(Entries shown Opens)
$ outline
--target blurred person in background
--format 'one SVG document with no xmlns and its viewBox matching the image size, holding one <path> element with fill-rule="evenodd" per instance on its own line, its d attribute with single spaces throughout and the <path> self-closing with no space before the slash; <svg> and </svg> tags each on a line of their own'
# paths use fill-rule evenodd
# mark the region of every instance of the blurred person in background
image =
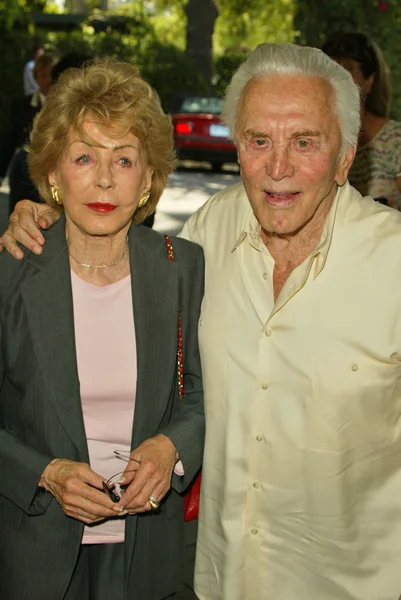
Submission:
<svg viewBox="0 0 401 600">
<path fill-rule="evenodd" d="M 142 226 L 174 164 L 171 119 L 129 64 L 68 69 L 35 119 L 30 173 L 61 216 L 42 256 L 0 257 L 4 598 L 164 600 L 182 585 L 203 255 L 173 239 L 172 261 Z"/>
<path fill-rule="evenodd" d="M 8 171 L 10 213 L 18 200 L 28 197 L 40 201 L 36 187 L 30 181 L 27 172 L 24 145 L 29 140 L 35 116 L 46 102 L 53 65 L 54 58 L 50 54 L 41 54 L 36 59 L 33 75 L 38 89 L 30 96 L 24 96 L 12 103 L 11 118 L 0 140 L 0 184 Z"/>
<path fill-rule="evenodd" d="M 44 49 L 40 44 L 35 44 L 32 51 L 32 58 L 26 63 L 23 71 L 23 86 L 25 96 L 31 96 L 38 91 L 38 82 L 35 79 L 34 68 L 35 61 L 44 54 Z"/>
<path fill-rule="evenodd" d="M 378 45 L 363 33 L 337 33 L 323 52 L 352 75 L 361 90 L 361 131 L 349 181 L 362 196 L 401 209 L 401 123 L 389 118 L 389 70 Z"/>
</svg>

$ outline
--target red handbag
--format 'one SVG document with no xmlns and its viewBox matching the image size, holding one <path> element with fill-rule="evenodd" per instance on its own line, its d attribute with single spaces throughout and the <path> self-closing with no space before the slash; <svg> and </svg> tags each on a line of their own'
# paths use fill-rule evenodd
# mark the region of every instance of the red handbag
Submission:
<svg viewBox="0 0 401 600">
<path fill-rule="evenodd" d="M 169 260 L 174 260 L 173 246 L 171 245 L 170 237 L 165 234 L 166 245 L 167 245 L 167 256 Z M 178 348 L 177 348 L 177 369 L 178 369 L 178 392 L 180 400 L 184 397 L 184 361 L 182 352 L 182 327 L 181 327 L 181 315 L 178 311 Z M 188 488 L 184 498 L 184 520 L 194 521 L 199 515 L 199 500 L 200 500 L 200 486 L 202 481 L 202 471 L 198 473 L 193 482 Z"/>
<path fill-rule="evenodd" d="M 199 516 L 202 471 L 199 471 L 184 497 L 184 521 L 195 521 Z"/>
</svg>

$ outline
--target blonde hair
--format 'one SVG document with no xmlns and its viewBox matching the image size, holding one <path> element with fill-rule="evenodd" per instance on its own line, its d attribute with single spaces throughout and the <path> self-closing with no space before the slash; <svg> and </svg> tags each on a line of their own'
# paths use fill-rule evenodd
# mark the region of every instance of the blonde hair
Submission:
<svg viewBox="0 0 401 600">
<path fill-rule="evenodd" d="M 153 176 L 150 198 L 134 215 L 140 223 L 155 210 L 175 166 L 175 151 L 171 118 L 164 114 L 157 93 L 129 63 L 98 60 L 60 75 L 34 121 L 28 156 L 32 181 L 43 200 L 56 207 L 48 174 L 61 160 L 71 128 L 92 142 L 83 132 L 88 113 L 100 128 L 116 127 L 119 137 L 134 134 L 145 150 Z"/>
</svg>

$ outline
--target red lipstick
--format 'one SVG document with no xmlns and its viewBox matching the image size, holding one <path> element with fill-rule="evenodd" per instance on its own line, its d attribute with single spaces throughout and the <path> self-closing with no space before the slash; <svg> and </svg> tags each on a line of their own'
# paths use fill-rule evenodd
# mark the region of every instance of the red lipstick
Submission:
<svg viewBox="0 0 401 600">
<path fill-rule="evenodd" d="M 115 204 L 109 204 L 108 202 L 91 202 L 86 206 L 98 213 L 110 213 L 117 208 Z"/>
</svg>

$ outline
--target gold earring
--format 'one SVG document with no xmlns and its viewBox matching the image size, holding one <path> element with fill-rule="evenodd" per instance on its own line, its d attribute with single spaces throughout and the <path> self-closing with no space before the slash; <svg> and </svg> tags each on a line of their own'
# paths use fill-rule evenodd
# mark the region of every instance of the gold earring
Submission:
<svg viewBox="0 0 401 600">
<path fill-rule="evenodd" d="M 142 208 L 142 206 L 145 206 L 145 204 L 149 200 L 149 198 L 150 198 L 150 192 L 146 192 L 145 194 L 142 194 L 142 196 L 139 198 L 138 208 Z"/>
<path fill-rule="evenodd" d="M 60 198 L 60 196 L 58 195 L 58 190 L 57 188 L 54 187 L 54 185 L 51 186 L 51 193 L 52 193 L 52 197 L 53 200 L 57 203 L 57 204 L 63 204 L 62 199 Z"/>
</svg>

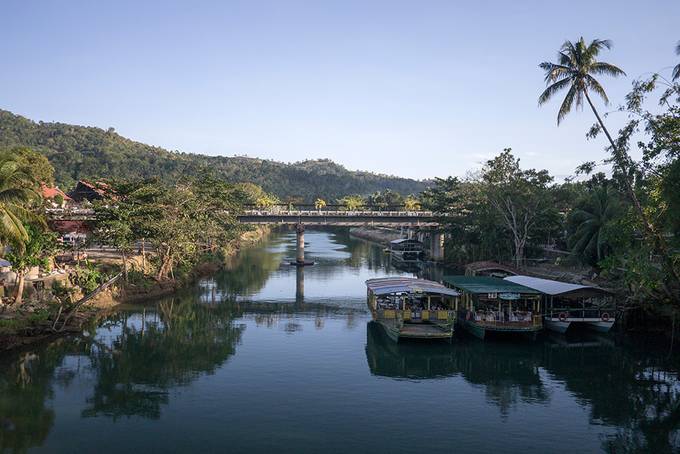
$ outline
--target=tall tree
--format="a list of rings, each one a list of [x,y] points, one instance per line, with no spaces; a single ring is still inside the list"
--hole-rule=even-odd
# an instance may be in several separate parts
[[[541,227],[539,221],[548,218],[552,209],[551,181],[546,170],[522,170],[510,148],[487,161],[482,170],[486,197],[512,236],[517,266],[524,262],[527,243]]]
[[[680,55],[680,41],[678,41],[678,44],[675,46],[675,54]],[[680,63],[673,68],[673,80],[678,79],[680,79]]]
[[[539,65],[545,71],[545,81],[548,87],[539,96],[538,103],[539,105],[544,104],[558,92],[565,89],[568,90],[557,114],[557,124],[559,125],[574,106],[581,107],[584,98],[588,101],[588,105],[590,105],[597,119],[599,129],[604,132],[609,140],[614,169],[621,176],[626,193],[643,224],[647,239],[654,244],[654,249],[664,258],[665,267],[669,270],[675,281],[680,283],[680,274],[675,269],[666,240],[650,221],[635,193],[632,181],[632,171],[635,167],[634,162],[624,147],[614,141],[593,101],[590,99],[589,93],[592,91],[599,95],[605,104],[609,103],[609,98],[604,88],[602,88],[602,85],[600,85],[600,82],[594,76],[609,75],[618,77],[626,74],[611,63],[598,61],[597,57],[600,52],[603,49],[610,49],[611,46],[611,41],[606,39],[595,39],[589,44],[586,43],[583,37],[576,41],[576,43],[566,41],[557,53],[558,63],[543,62]]]

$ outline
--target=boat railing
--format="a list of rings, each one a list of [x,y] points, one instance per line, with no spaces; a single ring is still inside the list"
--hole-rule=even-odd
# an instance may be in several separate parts
[[[451,322],[456,318],[456,311],[438,309],[376,309],[376,318],[381,320],[401,320],[401,321],[431,321],[431,322]]]
[[[554,308],[548,314],[550,318],[569,318],[569,319],[600,319],[604,314],[607,314],[608,318],[614,318],[614,309],[610,308]]]
[[[477,325],[489,327],[538,327],[543,325],[543,316],[532,312],[513,311],[510,317],[503,312],[477,311],[466,316]]]

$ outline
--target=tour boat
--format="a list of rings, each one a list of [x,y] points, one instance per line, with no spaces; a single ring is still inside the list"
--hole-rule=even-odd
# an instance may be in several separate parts
[[[490,276],[445,276],[444,283],[462,293],[458,324],[475,337],[535,339],[543,328],[537,290]]]
[[[366,281],[368,308],[394,341],[448,340],[458,308],[456,290],[433,281],[385,277]]]
[[[423,243],[407,238],[390,241],[390,253],[401,262],[420,262],[425,258]]]
[[[505,280],[543,294],[543,323],[549,330],[566,333],[571,326],[583,325],[606,333],[614,326],[616,312],[611,293],[605,289],[531,276],[508,276]]]

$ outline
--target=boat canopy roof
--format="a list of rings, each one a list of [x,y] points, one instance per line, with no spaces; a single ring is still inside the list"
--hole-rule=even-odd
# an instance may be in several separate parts
[[[609,292],[593,285],[570,284],[567,282],[541,279],[532,276],[508,276],[504,280],[538,290],[552,296],[590,297],[607,295]]]
[[[390,241],[390,244],[402,244],[402,243],[413,243],[413,244],[423,244],[418,240],[413,240],[411,238],[399,238],[398,240]]]
[[[491,276],[444,276],[444,282],[468,293],[524,293],[538,295],[538,290]]]
[[[458,296],[459,292],[439,282],[416,279],[414,277],[384,277],[366,281],[368,289],[376,295],[391,293],[437,293],[440,295]]]
[[[472,262],[465,265],[465,274],[475,276],[478,273],[502,272],[505,274],[512,274],[513,276],[519,274],[516,268],[508,265],[502,265],[496,262]]]

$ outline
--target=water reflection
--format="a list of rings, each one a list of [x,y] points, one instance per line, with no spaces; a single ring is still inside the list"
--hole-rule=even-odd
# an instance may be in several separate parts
(Entries shown Closes)
**Problem requirements**.
Look through the entries above, and wherever a line holds the word "gold", copy it.

**Finished exercise**.
--target gold earring
# mark the region of every instance of the gold earring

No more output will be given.